● AIM OF THE EXERCISE
Your task is to retype every entry exactly, omitting nothing.

● RECORDS PROVIDED
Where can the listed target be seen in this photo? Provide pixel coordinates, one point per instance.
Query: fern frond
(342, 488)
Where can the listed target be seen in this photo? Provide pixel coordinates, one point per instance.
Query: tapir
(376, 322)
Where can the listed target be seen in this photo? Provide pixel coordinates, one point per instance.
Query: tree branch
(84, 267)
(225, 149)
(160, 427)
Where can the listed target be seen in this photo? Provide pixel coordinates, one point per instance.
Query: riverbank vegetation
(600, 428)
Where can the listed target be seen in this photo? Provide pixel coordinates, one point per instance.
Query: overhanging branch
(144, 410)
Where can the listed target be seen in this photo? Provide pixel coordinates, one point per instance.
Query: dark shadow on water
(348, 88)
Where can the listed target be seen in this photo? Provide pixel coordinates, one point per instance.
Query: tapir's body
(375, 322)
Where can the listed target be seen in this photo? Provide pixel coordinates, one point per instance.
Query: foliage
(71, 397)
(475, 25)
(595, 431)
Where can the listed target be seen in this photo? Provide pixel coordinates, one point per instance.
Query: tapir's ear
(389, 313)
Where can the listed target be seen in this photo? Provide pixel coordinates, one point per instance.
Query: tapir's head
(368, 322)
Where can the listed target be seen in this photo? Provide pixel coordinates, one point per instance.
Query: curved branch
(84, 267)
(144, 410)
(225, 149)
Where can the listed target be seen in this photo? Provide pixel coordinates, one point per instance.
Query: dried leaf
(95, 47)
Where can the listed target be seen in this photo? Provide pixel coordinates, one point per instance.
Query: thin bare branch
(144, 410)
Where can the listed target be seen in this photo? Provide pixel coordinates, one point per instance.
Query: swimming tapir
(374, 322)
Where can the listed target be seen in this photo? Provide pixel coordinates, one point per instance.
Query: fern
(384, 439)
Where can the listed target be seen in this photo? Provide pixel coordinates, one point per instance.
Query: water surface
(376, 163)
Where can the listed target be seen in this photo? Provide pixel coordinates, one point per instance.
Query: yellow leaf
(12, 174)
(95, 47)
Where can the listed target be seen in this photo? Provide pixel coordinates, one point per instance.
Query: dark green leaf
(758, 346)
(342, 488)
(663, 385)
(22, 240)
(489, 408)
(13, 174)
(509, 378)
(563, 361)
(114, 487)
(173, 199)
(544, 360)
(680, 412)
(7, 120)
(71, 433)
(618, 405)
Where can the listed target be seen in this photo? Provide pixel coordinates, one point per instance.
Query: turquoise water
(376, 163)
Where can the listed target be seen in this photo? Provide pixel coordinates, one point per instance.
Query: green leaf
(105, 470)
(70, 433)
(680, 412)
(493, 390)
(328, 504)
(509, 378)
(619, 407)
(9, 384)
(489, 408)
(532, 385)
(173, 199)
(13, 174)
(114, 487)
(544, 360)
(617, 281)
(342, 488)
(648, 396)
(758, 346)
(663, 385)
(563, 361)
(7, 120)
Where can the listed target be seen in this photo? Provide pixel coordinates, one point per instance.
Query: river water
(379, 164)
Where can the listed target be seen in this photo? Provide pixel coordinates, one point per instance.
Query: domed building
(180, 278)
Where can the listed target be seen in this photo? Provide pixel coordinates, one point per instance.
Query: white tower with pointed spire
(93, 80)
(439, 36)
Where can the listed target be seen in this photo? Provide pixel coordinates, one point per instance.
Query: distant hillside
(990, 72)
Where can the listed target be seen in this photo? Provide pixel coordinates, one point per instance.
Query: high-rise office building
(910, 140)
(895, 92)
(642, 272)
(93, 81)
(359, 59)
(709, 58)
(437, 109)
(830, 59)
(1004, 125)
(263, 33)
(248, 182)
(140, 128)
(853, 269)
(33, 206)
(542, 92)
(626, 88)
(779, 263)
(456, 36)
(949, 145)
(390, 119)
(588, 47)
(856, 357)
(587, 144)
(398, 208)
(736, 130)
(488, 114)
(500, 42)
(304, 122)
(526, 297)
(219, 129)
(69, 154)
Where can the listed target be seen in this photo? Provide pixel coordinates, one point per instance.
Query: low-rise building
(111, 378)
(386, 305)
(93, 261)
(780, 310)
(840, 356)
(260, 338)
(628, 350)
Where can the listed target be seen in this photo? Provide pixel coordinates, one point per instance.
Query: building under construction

● EXPECTED ANSWER
Where can the listed target be seen in this photo? Provide pixel coordinates, one point per instance.
Query: fern frond
(342, 488)
Where can the listed target be seen in this photo? Provide pixel coordinates, one point per instance.
Query: tapir
(376, 322)
Where can the listed target be seen in this photo? Provide pixel coordinates, one point per instance.
Query: tree branch
(84, 267)
(225, 149)
(160, 427)
Where can the listed target be seen in this photo? Provide pixel coordinates, one point per instance.
Query: riverbank vegetation
(600, 428)
Where can the listed target be seen in this photo? Provide pixel coordinates, one point per instance.
Query: overhanging branch
(144, 410)
Where can the listed target be seen in this photo? Provide pixel coordinates, one point per instance.
Query: dark shadow on water
(348, 88)
Where can the listed target be seen in this photo? Provide pixel coordinates, one point per instance.
Query: tapir's body
(375, 322)
Where can the listed target be seen in this photo? Provide pixel coordinates, one point per instance.
Query: foliage
(71, 397)
(475, 25)
(595, 431)
Where can the listed target be seen in this photo? Provide pixel coordinates, one point per instance.
Query: tapir's ear
(389, 313)
Where can the listed target be seen in this photo? Provide pixel coordinates, one point per instance.
Query: tapir's head
(368, 322)
Where can the listed target be seen in this photo? Provide pixel coordinates, one point per instance.
Query: curved branch
(84, 267)
(144, 410)
(225, 149)
Where can the listed target be seen in this photo? Provide pixel coordinates, one point per instance.
Query: dried leaf
(95, 47)
Where can the listed target be seen in this photo? Provide pixel coordinates, one point per instance.
Query: thin bare branch
(144, 410)
Where can the listed target be seen in this photo? Provide pixel coordinates, one point per instance.
Query: swimming tapir
(374, 322)
Where can the listed target be seen in this photo? Provide pixel coordinates, one point per instance.
Query: fern
(384, 439)
Where can the listed target be seen in this photo? Provide pixel coordinates, one point per instance.
Query: water surface
(376, 163)
Where can the listed target be seen in this photo? Provide pixel coordinates, one point per instance.
Query: yellow leaf
(12, 174)
(95, 47)
Where can the listed target be seen in this photo? Provide pixel coordinates, one point per instance.
Query: dark green leaf
(758, 346)
(342, 488)
(663, 385)
(22, 240)
(489, 408)
(13, 174)
(509, 378)
(563, 361)
(114, 487)
(173, 199)
(544, 360)
(680, 412)
(7, 120)
(71, 433)
(618, 405)
Where can the listed target be seen in this photo? Provide pixel coordinates, one point per instance.
Query: turquoise water
(376, 163)
Where can the listed target be seen in this photo? Provide pixel coordinates, one point per instance.
Query: green leaf
(105, 470)
(70, 433)
(680, 412)
(493, 390)
(328, 504)
(509, 378)
(619, 407)
(9, 384)
(489, 408)
(532, 385)
(173, 199)
(13, 174)
(114, 487)
(544, 360)
(617, 281)
(342, 488)
(648, 396)
(758, 346)
(663, 385)
(563, 361)
(7, 120)
Where can the listed target be seen in this photo? Provide pixel coordinates, one point per instance.
Query: river water
(379, 164)
Where can the listed target be seen in this photo? Provide pixel coordinates, one point per instance.
Query: domed building
(180, 278)
Where can the listed target be seen in this photo? Provide pixel coordinates, one point per instance.
Query: white tower with pointed spire
(93, 80)
(439, 36)
Where can the listed target be seen in this photo? Provide pixel coordinates, one point per instance.
Query: distant hillside
(990, 72)
Where can the listed target be seen in this photo? Provide pixel coordinates, one point per instance.
Query: high-rise office building
(910, 140)
(895, 92)
(642, 272)
(93, 81)
(359, 59)
(709, 58)
(437, 109)
(830, 59)
(1004, 125)
(263, 33)
(248, 182)
(140, 128)
(853, 269)
(33, 206)
(542, 92)
(626, 88)
(779, 263)
(456, 36)
(949, 145)
(390, 119)
(588, 47)
(856, 357)
(587, 144)
(398, 208)
(736, 130)
(488, 114)
(500, 42)
(304, 122)
(526, 297)
(219, 129)
(69, 154)
Where can the listed target be seen in this photo? Provide pixel coordinates, one point per instance.
Query: low-rise building
(111, 378)
(386, 305)
(93, 261)
(780, 310)
(840, 356)
(260, 338)
(628, 350)
Where can the listed target be seen in this photo? Provide pixel coordinates, one point per instance.
Query: building under construction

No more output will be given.